> Required work:
Could you give the listing as a JSON list of strings, one string per line with blank lines omitted, starting at the beginning of the listing and stopping after the line that contains "[6,367,1024,588]"? Leave the pictures out.

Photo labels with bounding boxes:

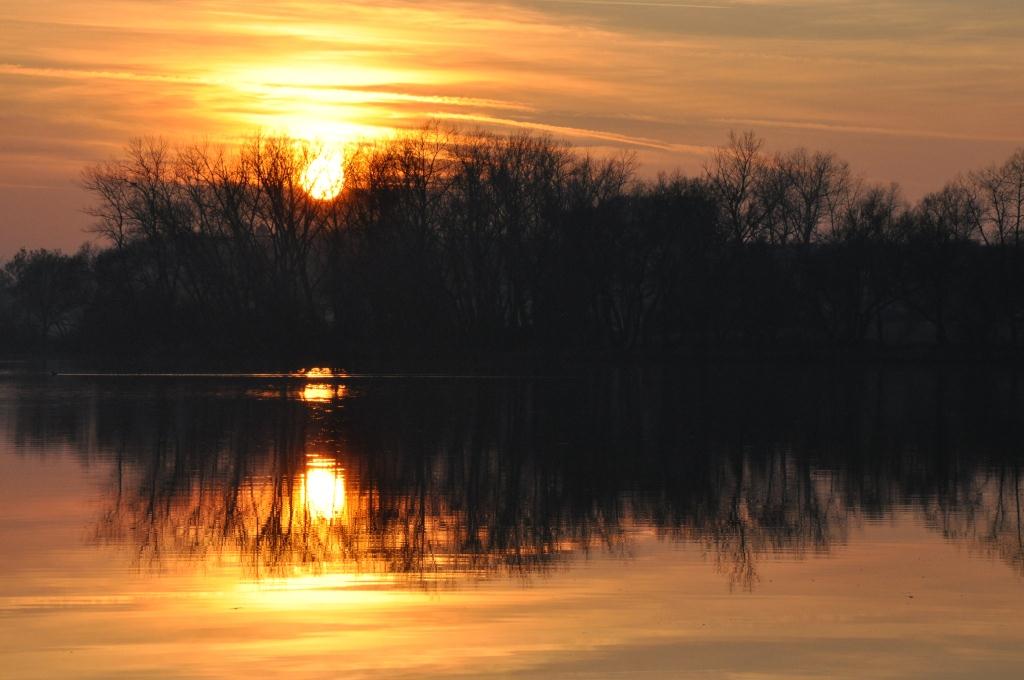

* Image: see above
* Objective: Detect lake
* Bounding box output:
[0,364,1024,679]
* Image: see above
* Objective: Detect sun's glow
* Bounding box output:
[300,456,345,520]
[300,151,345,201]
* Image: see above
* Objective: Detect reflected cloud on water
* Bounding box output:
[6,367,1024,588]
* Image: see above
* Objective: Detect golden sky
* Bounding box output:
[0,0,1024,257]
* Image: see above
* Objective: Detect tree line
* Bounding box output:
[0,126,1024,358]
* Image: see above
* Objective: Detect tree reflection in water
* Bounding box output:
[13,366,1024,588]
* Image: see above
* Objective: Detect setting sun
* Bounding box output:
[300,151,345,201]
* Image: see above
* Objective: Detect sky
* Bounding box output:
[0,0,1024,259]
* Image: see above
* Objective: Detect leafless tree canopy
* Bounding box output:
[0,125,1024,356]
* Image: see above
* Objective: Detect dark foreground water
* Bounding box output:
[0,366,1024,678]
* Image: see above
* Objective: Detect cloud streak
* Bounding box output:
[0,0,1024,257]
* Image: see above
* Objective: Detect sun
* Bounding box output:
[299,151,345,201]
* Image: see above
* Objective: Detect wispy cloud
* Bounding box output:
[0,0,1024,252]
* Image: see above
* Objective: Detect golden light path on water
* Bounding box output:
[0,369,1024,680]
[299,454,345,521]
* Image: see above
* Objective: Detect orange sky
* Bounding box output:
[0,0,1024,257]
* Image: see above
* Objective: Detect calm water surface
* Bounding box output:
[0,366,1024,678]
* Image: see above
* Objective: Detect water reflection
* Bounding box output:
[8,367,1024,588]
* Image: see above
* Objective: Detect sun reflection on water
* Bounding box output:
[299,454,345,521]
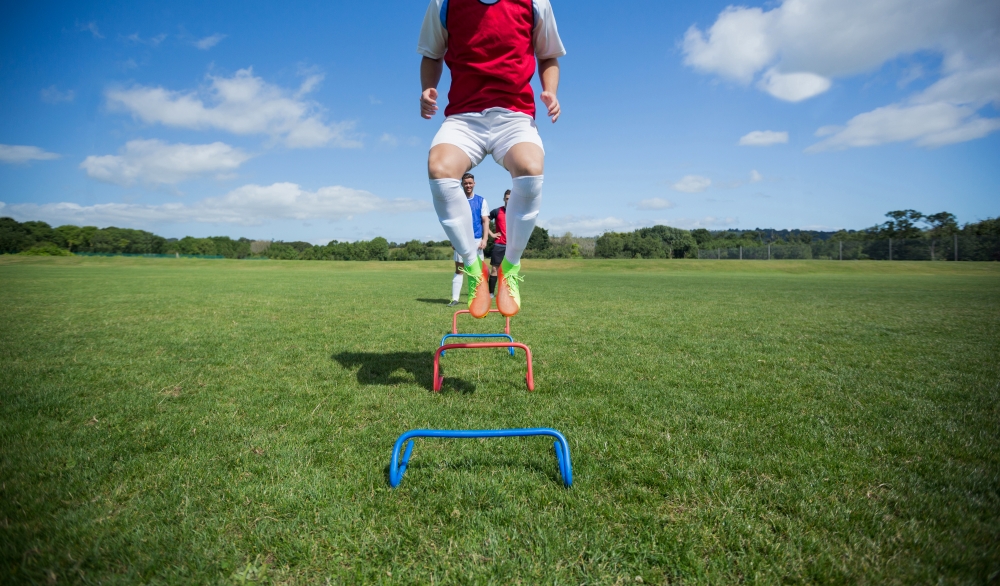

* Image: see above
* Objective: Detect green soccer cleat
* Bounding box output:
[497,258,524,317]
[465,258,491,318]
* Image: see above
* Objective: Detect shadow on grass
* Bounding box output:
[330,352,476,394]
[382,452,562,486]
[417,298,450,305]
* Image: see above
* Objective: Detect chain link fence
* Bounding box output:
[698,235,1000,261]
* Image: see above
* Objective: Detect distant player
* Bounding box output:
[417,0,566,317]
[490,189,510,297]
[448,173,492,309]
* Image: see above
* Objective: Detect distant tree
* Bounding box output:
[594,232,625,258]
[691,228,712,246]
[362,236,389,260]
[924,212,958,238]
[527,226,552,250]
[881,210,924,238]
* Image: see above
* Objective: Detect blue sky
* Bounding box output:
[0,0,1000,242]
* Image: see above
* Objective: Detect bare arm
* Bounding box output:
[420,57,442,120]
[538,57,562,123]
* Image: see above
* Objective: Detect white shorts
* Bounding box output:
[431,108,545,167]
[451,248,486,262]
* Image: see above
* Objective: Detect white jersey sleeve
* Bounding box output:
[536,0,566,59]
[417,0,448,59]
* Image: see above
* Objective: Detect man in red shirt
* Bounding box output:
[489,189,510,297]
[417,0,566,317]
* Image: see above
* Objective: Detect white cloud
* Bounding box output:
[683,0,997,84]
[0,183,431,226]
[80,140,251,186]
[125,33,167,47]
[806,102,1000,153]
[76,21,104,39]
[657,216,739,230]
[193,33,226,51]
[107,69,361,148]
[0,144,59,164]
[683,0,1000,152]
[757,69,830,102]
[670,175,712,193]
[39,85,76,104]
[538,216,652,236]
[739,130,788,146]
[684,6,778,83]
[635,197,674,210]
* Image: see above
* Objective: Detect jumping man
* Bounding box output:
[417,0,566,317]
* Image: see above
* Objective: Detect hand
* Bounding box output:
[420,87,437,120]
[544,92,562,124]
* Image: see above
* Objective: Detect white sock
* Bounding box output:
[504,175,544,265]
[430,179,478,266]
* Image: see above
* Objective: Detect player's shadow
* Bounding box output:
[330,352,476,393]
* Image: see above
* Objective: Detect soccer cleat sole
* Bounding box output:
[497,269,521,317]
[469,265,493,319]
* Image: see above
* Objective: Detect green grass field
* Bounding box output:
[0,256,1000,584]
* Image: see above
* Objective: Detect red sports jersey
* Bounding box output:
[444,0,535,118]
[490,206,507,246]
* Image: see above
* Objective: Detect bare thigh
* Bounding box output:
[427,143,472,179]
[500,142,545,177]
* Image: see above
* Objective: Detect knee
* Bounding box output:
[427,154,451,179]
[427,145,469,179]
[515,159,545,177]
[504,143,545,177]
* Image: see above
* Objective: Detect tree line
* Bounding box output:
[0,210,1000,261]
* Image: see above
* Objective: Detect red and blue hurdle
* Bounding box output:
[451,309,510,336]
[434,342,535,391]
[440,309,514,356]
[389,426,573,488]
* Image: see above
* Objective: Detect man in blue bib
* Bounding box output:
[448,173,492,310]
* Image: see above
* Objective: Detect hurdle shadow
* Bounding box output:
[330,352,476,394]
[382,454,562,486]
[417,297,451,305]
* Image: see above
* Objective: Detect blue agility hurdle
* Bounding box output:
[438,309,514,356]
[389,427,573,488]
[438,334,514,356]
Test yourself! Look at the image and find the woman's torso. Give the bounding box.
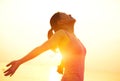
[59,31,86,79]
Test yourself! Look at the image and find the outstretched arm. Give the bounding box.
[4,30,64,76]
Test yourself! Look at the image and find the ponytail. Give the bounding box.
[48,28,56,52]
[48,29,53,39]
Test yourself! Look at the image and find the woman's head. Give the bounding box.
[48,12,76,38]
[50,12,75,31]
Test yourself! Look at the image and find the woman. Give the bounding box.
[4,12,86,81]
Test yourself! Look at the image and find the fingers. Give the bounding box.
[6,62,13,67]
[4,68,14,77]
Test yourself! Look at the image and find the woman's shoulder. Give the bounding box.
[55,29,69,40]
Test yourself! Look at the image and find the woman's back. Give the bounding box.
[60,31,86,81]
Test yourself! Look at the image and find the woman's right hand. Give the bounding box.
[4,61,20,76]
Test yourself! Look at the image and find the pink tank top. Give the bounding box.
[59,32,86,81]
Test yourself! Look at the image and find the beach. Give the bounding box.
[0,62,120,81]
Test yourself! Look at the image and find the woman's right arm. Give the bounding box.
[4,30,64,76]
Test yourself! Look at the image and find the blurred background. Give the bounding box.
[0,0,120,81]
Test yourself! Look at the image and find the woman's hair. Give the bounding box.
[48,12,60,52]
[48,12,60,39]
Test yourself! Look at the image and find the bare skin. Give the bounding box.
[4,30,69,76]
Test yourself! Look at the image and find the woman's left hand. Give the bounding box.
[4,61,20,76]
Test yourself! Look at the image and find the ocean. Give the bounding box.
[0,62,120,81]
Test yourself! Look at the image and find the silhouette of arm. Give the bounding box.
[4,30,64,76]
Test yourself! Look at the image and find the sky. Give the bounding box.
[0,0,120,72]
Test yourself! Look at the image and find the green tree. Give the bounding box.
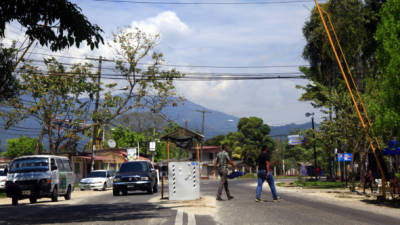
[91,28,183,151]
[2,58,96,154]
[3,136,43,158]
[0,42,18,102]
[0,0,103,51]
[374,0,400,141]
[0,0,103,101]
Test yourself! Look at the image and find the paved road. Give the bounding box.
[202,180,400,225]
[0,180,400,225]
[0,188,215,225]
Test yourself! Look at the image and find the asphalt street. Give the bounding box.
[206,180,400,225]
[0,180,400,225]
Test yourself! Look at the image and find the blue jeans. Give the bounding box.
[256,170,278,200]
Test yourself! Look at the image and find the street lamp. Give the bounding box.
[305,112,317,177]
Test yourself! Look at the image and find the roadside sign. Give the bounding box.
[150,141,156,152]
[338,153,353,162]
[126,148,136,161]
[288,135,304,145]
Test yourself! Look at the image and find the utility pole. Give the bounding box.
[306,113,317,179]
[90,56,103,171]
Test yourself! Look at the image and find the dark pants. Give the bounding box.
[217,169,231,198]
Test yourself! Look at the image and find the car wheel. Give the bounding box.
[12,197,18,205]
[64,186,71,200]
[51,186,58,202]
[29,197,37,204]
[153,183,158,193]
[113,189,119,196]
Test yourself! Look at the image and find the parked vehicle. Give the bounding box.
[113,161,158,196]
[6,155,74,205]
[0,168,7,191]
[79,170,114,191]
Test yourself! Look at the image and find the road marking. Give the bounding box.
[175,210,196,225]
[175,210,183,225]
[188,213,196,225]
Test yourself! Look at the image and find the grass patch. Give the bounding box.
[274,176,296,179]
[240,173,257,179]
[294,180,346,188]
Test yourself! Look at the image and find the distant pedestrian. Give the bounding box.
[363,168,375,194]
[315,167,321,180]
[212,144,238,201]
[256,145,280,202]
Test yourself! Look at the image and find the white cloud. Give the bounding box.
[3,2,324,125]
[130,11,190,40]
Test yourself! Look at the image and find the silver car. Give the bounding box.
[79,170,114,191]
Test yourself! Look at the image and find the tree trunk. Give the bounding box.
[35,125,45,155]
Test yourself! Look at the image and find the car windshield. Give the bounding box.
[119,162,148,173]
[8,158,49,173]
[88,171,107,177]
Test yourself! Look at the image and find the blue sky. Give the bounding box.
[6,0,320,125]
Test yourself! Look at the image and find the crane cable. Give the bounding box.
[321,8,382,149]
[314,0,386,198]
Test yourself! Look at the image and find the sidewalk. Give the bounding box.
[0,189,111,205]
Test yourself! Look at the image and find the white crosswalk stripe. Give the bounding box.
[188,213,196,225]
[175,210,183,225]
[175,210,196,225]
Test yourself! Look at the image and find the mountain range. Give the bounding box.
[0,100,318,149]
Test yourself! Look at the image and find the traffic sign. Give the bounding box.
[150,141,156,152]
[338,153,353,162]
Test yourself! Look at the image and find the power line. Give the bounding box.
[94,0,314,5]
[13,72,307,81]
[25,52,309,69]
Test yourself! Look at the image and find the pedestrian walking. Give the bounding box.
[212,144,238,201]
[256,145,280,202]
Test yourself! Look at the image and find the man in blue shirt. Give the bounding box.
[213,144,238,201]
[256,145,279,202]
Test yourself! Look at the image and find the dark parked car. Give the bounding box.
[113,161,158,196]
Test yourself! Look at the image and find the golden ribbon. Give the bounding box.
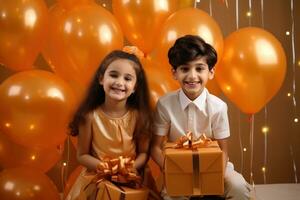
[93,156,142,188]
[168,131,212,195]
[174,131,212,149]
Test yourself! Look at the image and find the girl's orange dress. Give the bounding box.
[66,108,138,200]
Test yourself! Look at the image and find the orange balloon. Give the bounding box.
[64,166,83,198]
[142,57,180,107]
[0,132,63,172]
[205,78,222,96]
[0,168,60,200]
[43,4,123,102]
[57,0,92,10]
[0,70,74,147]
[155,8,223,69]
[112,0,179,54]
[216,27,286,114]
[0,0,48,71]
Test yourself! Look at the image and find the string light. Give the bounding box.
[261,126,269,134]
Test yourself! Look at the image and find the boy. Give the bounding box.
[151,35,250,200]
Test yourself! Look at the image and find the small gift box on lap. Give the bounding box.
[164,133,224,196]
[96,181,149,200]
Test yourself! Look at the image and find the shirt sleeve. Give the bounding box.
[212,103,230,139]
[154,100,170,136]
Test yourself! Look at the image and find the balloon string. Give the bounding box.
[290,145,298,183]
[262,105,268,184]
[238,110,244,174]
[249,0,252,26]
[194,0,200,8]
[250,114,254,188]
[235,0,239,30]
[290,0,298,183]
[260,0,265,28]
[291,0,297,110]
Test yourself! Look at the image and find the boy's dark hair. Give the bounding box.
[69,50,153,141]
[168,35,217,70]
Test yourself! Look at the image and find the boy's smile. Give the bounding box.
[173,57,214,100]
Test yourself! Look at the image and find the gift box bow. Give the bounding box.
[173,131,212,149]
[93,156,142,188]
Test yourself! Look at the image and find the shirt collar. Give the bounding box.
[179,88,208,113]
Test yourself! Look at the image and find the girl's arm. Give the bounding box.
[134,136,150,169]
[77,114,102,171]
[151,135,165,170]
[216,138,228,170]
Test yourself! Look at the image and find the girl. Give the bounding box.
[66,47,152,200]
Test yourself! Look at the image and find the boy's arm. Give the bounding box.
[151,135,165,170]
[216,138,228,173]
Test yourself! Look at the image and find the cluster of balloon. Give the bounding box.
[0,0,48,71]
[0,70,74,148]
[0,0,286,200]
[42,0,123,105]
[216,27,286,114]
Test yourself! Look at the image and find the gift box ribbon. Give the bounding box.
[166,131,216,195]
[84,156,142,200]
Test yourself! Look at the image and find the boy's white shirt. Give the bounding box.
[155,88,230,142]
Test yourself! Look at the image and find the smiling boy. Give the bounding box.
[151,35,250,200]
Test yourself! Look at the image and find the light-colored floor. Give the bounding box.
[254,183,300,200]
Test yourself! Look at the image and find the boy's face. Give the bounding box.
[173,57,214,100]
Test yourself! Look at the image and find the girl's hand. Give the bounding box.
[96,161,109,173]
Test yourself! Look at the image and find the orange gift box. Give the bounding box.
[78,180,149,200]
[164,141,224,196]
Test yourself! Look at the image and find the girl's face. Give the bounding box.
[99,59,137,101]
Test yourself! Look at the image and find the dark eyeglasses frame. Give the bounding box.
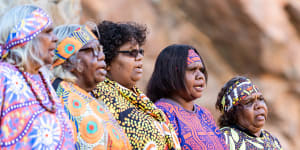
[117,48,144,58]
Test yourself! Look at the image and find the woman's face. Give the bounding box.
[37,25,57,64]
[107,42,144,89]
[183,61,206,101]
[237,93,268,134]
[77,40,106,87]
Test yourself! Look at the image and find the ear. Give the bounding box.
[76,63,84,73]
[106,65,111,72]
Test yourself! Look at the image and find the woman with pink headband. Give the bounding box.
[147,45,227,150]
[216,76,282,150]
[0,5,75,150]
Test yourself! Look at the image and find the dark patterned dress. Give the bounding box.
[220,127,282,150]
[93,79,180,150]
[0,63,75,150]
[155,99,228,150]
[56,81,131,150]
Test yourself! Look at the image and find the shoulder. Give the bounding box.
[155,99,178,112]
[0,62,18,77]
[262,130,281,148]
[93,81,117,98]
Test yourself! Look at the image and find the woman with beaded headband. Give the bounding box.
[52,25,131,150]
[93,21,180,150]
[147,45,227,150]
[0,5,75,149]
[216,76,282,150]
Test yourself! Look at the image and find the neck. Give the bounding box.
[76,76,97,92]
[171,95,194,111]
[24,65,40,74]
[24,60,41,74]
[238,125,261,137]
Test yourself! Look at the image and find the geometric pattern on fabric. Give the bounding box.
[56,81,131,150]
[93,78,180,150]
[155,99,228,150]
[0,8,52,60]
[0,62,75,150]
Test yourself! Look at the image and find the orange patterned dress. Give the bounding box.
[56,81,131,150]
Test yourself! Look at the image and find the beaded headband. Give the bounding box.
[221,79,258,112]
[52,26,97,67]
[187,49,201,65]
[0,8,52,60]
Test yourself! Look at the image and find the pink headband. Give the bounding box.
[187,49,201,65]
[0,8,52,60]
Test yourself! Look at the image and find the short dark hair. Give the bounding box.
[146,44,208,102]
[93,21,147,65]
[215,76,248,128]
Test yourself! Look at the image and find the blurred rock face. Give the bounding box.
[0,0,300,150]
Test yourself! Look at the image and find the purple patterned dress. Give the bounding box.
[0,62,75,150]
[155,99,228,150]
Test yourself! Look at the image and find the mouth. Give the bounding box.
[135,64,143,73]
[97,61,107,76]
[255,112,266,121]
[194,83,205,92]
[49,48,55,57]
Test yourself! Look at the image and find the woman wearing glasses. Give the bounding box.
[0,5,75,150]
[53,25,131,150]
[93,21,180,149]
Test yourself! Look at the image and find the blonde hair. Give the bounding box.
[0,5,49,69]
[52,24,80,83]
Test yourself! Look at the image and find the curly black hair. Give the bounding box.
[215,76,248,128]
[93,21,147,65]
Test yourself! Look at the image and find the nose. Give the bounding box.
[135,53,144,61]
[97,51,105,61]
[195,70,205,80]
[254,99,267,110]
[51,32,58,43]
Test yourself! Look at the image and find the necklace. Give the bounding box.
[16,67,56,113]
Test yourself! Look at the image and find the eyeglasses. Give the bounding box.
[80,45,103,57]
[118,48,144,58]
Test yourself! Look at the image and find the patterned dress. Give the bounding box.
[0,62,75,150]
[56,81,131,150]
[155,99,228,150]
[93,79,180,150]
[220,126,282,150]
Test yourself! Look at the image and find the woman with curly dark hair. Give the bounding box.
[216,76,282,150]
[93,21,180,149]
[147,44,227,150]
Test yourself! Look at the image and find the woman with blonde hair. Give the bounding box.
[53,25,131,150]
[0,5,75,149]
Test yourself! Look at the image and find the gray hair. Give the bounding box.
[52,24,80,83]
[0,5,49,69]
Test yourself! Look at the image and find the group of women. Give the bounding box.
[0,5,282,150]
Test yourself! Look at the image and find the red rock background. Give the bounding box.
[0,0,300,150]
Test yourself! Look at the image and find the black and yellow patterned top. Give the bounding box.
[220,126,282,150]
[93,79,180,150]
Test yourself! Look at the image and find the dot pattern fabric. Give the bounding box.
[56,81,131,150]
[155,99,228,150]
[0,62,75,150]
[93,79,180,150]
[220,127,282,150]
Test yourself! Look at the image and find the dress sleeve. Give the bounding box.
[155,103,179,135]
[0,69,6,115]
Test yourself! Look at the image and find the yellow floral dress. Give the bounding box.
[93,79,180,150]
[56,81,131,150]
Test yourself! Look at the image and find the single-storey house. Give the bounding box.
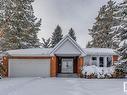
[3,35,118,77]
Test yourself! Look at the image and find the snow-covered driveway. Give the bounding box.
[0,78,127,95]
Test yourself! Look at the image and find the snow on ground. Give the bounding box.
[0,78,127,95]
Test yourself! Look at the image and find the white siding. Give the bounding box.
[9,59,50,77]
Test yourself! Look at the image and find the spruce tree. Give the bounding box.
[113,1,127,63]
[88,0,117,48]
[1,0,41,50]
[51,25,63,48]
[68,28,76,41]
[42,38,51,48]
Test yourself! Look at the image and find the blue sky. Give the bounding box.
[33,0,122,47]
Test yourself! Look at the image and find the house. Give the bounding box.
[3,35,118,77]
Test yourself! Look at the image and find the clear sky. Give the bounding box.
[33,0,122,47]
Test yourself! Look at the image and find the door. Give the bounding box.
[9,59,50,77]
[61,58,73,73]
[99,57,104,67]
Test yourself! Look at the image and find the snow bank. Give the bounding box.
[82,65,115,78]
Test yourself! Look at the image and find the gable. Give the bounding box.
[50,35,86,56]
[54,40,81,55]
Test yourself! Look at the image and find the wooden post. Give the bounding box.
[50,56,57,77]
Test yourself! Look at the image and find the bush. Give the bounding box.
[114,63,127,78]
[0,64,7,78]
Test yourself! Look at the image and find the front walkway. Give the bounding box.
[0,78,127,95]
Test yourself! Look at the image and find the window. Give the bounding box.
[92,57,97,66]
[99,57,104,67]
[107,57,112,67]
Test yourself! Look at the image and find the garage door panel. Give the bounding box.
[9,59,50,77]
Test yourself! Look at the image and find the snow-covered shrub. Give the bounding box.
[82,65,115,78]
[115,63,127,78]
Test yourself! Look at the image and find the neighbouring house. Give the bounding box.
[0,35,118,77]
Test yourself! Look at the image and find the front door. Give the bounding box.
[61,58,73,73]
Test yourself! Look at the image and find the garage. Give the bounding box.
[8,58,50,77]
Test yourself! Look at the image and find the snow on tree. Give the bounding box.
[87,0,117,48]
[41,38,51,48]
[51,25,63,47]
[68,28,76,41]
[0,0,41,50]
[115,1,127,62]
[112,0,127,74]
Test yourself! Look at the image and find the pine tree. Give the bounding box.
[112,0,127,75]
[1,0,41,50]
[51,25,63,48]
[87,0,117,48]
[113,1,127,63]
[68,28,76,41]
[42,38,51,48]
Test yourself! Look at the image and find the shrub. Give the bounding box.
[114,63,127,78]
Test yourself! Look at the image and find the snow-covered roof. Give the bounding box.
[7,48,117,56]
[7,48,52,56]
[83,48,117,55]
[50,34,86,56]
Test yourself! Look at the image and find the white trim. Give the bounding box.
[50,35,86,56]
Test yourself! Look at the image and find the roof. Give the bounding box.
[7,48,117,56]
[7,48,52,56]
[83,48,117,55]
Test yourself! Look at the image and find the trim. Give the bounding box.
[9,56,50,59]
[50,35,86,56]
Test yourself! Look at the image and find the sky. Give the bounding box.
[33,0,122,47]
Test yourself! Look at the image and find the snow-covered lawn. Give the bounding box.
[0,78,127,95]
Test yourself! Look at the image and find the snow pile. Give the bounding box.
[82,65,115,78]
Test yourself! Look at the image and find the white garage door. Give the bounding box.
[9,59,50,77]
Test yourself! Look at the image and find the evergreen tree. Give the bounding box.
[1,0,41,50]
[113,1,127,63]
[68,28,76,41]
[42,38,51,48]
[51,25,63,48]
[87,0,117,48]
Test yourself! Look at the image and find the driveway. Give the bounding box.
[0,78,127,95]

> Complete output:
[
  "* Image: see above",
  "* Objective: Detect lake",
  "* Bounding box output:",
  "[0,364,1024,679]",
  "* Image: see above",
  "* Objective: Detect sun's glow",
  "* Bounding box output:",
  "[300,456,345,520]",
  "[300,151,345,201]",
  "* Image: see above",
  "* Objective: Detect reflected cloud on water",
  "* Bounding box output:",
  "[6,367,1024,588]"
]